Evaluation of Sensory and Motor Function in Spinal and Bulbar Muscular Atrophy Using Quiet Stance and Reactive Postural Control.

INTRODUCTION

Spinal and bulbar muscular atrophy (SBMA) is an X-linked neuromuscular disorder characterized by progressive muscle weakness, along with muscle cramps, tremors, and sensory neuropathy. Previous research has shown that patients with SBMA have difficulty with dynamic balance and sensory postural control during quiet stance. There have been no reports on automatic postural reactions in SBMA.

OBJECTIVES

In this study, we aimed (1) to augment previous findings of sensory postural control, (2) to investigate automatic postural reactions in SBMA, and (3) to explore the relationship between strength and balance.

DESIGN

A cross-sectional design was used for the analysis.

PARTICIPANTS

The participants were fifty male individuals with a confirmed diagnosis of SBMA.

OUTCOME MEASURES

Balance testing included the NeuroCom modified Clinical Test of Sensory Interaction on Balance (mCTSIB), which measures sway velocity during quiet stance, and the NeuroCom Motor Control Test (MCT), which measures the latency and strength of postural reactions following sudden perturbations. Strength testing included maximal voluntary isometric contractions measured via fixed-frame dynamometry.

RESULTS

Forty-seven out of fifty participants were able to complete the mCTSIB test, but only thirty-eight completed the MCT test. Patients who were unable to complete the MCT were significantly weaker in all lower extremity muscles compared to those who were able to complete testing. Compared to normative data, participants showed significantly higher sway velocity during quiet stance across all conditions of the mCTSIB, except when standing on foam with eyes open. They also exhibited significantly slower postural reactions in response to sudden shifts of the force plate on the MCT. Plantarflexor weakness was significantly correlated with poor postural control on the mCTSIB and MCT.

CONCLUSIONS

This study confirms previously reported abnormalities of sensory postural control in SBMA and highlights patients' heavy reliance on visual inputs for postural control. Additionally, this study shows that automatic postural corrections are slower than normal in SBMA and provides a unique approach for measuring the combined sensory and motor components of the disease. Both the sensory and automatic balance abnormalities were found to be associated with plantarflexor weakness and may contribute to a higher risk of falls under challenging situations. Therefore, addressing this weakness may be an important step toward fall prevention in this population.

--------------------------------

* [Task directions]
Repeat everything in the SBMA balance study from "In this study, we" down to "via fixed-frame dynamometry.", word for word.

* [Extracted records]
--------------------------------

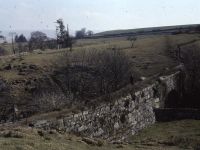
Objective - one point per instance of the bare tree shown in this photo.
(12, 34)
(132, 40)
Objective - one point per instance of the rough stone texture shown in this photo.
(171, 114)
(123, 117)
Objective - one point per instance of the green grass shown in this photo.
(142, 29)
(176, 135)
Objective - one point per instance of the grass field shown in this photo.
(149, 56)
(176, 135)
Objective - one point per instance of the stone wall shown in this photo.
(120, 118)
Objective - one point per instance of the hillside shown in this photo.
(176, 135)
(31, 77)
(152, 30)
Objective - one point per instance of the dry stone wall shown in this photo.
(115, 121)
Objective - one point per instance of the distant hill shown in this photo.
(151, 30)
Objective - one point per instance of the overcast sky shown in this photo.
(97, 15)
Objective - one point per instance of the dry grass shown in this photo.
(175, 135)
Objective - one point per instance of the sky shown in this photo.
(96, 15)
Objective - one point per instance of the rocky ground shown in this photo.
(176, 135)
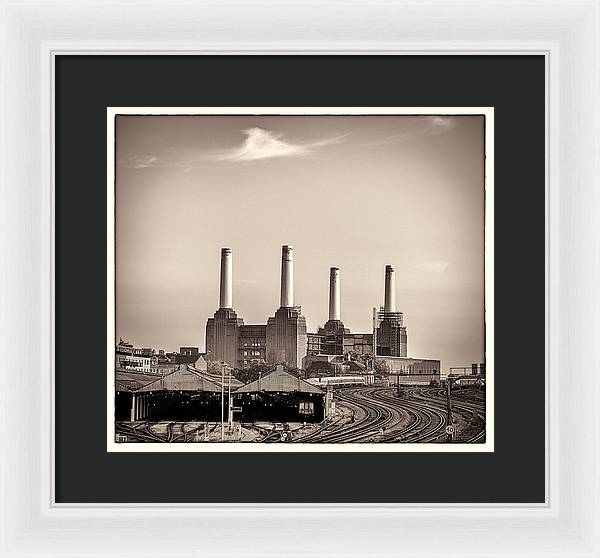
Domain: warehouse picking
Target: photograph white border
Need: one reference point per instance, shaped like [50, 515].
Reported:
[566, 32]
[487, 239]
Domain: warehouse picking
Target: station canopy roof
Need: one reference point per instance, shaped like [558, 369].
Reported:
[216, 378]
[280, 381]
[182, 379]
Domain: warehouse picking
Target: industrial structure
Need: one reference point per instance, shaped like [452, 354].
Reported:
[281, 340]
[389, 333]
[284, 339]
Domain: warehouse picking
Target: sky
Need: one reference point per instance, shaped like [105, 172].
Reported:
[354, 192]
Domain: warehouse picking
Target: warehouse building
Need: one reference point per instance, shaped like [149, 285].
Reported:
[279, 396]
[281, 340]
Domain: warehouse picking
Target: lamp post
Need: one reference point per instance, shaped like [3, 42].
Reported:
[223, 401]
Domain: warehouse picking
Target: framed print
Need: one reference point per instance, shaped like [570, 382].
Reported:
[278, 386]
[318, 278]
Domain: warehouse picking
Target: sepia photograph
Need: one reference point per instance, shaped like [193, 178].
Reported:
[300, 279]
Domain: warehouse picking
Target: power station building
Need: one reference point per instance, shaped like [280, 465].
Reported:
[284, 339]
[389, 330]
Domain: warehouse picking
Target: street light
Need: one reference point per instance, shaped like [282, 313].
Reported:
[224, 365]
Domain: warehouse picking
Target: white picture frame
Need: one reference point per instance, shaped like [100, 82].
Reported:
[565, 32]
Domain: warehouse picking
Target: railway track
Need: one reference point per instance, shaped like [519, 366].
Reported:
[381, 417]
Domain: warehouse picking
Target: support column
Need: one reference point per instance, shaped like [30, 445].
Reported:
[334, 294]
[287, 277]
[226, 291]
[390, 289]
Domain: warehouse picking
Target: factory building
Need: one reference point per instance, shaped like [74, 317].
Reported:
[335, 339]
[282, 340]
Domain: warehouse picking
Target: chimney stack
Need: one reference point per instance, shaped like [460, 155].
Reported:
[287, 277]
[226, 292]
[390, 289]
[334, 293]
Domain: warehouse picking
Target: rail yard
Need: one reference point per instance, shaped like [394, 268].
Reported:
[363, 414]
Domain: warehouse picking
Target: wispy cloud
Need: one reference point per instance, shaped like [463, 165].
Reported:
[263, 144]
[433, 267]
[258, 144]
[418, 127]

--------------------------------

* [Solution for this exercise]
In this study, we aimed (1) to augment previous findings of sensory postural control, (2) to investigate automatic postural reactions in SBMA, and (3) to explore the relationship between strength and balance.

DESIGN

A cross-sectional design was used for the analysis.

PARTICIPANTS

The participants were fifty male individuals with a confirmed diagnosis of SBMA.

OUTCOME MEASURES

Balance testing included the NeuroCom modified Clinical Test of Sensory Interaction on Balance (mCTSIB), which measures sway velocity during quiet stance, and the NeuroCom Motor Control Test (MCT), which measures the latency and strength of postural reactions following sudden perturbations. Strength testing included maximal voluntary isometric contractions measured via fixed-frame dynamometry.